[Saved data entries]
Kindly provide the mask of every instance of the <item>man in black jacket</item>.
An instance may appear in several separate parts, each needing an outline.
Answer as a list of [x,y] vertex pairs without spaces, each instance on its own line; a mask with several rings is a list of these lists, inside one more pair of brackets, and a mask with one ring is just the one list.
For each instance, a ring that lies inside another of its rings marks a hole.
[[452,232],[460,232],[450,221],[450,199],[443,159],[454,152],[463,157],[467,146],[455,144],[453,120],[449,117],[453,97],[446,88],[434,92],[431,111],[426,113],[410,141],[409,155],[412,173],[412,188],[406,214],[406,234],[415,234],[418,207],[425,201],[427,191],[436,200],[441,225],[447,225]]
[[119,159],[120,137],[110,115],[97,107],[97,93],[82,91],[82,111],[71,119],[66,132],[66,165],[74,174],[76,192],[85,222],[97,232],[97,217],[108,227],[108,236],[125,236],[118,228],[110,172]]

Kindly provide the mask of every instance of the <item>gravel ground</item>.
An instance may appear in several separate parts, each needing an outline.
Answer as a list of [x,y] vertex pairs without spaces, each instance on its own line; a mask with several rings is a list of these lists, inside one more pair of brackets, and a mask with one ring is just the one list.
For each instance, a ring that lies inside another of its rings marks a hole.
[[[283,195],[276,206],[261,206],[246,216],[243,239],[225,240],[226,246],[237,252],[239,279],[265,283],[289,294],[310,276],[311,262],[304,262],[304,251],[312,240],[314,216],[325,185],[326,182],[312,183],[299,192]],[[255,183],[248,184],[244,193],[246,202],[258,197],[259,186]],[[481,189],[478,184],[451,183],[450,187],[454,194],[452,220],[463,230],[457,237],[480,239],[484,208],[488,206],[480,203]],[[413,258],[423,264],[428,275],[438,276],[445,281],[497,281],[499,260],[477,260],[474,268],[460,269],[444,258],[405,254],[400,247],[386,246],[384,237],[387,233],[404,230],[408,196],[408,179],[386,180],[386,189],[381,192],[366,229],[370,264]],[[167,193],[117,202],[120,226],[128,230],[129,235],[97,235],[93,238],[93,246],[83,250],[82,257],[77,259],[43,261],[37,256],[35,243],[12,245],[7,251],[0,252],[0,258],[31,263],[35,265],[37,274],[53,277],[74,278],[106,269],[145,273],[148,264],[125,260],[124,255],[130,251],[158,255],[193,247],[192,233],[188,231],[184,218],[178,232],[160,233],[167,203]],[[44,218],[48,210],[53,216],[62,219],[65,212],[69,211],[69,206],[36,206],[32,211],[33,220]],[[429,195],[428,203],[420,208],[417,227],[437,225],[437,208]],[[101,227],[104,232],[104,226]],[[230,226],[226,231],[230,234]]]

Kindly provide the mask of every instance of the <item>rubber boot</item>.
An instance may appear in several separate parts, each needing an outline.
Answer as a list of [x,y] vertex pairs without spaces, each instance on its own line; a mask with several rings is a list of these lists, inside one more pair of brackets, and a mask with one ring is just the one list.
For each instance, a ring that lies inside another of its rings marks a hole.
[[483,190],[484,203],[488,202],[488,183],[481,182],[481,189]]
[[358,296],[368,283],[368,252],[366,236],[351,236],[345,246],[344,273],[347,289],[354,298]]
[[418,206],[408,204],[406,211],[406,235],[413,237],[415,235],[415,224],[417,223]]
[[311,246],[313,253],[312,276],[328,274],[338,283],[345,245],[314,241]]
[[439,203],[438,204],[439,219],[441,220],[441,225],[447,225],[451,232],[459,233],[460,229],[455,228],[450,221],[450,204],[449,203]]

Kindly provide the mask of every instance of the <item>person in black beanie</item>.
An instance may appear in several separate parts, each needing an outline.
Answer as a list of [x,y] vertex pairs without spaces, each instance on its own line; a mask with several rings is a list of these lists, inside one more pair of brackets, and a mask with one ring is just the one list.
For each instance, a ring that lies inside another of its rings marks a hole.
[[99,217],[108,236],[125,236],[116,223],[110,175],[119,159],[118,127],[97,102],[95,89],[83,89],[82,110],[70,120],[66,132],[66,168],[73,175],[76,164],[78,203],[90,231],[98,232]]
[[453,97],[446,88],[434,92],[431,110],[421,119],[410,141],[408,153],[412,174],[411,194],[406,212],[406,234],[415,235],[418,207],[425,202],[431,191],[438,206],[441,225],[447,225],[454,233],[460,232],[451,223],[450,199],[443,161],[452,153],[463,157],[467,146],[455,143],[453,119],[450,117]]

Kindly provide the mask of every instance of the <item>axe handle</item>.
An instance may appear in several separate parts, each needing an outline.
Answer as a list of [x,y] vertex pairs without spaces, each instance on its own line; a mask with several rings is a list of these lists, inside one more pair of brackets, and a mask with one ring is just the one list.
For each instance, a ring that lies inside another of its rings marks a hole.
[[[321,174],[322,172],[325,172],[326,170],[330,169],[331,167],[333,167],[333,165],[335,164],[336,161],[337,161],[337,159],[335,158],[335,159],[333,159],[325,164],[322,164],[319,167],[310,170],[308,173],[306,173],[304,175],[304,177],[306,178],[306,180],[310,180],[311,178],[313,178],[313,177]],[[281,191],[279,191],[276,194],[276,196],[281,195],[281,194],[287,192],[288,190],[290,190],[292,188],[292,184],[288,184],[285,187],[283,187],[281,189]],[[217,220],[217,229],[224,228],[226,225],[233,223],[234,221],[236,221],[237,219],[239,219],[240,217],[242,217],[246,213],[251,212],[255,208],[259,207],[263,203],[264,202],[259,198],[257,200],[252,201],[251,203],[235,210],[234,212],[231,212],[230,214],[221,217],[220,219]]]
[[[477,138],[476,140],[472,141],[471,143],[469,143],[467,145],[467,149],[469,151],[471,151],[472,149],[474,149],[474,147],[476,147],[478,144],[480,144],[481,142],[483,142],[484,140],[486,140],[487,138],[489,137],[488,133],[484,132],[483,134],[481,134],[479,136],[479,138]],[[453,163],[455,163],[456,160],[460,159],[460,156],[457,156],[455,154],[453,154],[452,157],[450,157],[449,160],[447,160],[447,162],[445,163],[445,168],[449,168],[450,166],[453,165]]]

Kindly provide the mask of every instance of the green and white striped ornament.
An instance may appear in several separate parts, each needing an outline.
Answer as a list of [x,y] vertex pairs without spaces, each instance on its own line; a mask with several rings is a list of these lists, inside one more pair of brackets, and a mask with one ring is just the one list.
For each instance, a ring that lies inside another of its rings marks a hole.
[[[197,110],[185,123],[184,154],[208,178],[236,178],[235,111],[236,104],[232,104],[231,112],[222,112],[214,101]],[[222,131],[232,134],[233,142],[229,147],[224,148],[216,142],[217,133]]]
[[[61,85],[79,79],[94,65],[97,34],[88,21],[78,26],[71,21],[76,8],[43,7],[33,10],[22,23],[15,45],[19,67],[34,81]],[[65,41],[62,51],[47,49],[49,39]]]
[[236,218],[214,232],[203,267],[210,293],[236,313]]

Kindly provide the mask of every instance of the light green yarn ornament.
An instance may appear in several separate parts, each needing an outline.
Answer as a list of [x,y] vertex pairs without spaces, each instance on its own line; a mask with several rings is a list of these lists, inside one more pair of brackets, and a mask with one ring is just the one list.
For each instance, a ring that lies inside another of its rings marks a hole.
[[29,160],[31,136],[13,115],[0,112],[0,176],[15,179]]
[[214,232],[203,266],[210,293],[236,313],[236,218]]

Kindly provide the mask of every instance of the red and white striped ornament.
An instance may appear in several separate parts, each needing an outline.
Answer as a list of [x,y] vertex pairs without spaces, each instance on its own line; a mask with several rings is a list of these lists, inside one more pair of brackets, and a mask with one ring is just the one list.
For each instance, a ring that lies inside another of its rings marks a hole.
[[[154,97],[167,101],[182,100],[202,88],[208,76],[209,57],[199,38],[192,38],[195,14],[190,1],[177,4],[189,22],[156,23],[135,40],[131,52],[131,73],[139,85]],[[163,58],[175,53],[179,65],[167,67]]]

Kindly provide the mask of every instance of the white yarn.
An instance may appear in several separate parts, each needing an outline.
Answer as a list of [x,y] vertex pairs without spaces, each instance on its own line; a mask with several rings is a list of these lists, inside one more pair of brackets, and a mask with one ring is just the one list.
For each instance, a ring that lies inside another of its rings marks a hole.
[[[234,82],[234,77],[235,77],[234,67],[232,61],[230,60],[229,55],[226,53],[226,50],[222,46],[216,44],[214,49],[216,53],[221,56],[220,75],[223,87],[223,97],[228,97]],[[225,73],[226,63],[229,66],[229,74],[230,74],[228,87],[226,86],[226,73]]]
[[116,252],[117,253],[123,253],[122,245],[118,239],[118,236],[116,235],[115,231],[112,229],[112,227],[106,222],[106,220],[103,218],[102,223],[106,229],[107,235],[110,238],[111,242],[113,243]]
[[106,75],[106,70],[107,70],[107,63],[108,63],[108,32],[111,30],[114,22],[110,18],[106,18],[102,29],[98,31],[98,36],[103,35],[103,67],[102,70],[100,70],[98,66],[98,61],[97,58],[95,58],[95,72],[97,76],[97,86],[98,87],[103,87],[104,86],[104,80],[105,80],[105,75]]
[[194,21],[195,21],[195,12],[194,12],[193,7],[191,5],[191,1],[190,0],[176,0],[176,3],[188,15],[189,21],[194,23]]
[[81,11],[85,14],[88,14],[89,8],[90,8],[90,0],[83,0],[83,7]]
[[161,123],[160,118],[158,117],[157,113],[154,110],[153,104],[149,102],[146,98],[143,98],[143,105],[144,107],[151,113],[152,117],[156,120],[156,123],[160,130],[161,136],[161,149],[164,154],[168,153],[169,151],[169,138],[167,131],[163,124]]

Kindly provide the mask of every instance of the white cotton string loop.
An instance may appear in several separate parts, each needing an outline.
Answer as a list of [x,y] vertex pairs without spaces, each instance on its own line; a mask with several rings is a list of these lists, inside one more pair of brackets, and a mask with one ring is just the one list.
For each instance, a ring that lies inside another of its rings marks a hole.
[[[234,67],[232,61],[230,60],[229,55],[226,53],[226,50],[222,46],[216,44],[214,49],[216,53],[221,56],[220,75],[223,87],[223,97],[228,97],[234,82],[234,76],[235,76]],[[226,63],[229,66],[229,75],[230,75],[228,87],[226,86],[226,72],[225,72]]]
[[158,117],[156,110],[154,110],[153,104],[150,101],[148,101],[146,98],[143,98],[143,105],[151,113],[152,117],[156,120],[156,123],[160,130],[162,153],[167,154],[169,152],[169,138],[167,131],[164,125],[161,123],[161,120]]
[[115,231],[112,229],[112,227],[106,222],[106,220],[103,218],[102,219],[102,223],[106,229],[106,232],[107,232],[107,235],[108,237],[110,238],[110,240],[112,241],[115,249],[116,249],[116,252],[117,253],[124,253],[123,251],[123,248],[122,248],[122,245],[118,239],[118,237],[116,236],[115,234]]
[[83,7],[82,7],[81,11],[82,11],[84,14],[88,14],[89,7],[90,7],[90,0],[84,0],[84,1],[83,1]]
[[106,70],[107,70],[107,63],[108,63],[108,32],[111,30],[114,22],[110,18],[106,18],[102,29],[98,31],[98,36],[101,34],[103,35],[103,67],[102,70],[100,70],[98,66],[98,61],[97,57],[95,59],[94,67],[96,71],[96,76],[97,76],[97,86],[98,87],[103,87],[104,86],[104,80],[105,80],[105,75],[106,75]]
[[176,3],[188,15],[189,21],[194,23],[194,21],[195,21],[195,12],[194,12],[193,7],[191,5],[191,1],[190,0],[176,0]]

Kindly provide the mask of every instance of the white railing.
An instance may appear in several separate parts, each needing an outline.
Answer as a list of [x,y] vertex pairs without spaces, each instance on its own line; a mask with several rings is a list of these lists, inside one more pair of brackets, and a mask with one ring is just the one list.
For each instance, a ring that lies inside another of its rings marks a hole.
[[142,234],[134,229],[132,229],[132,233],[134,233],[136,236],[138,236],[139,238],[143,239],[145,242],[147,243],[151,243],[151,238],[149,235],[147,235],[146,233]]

WHAT TO PRODUCE - Locate the lines above that hold the word "black". Show every one of them.

EXPECTED OUTPUT -
Kindly provide the mask of every instance of the <item>man in black jacket</item>.
Kindly provide the mask of every instance of the <item>person in black beanie</item>.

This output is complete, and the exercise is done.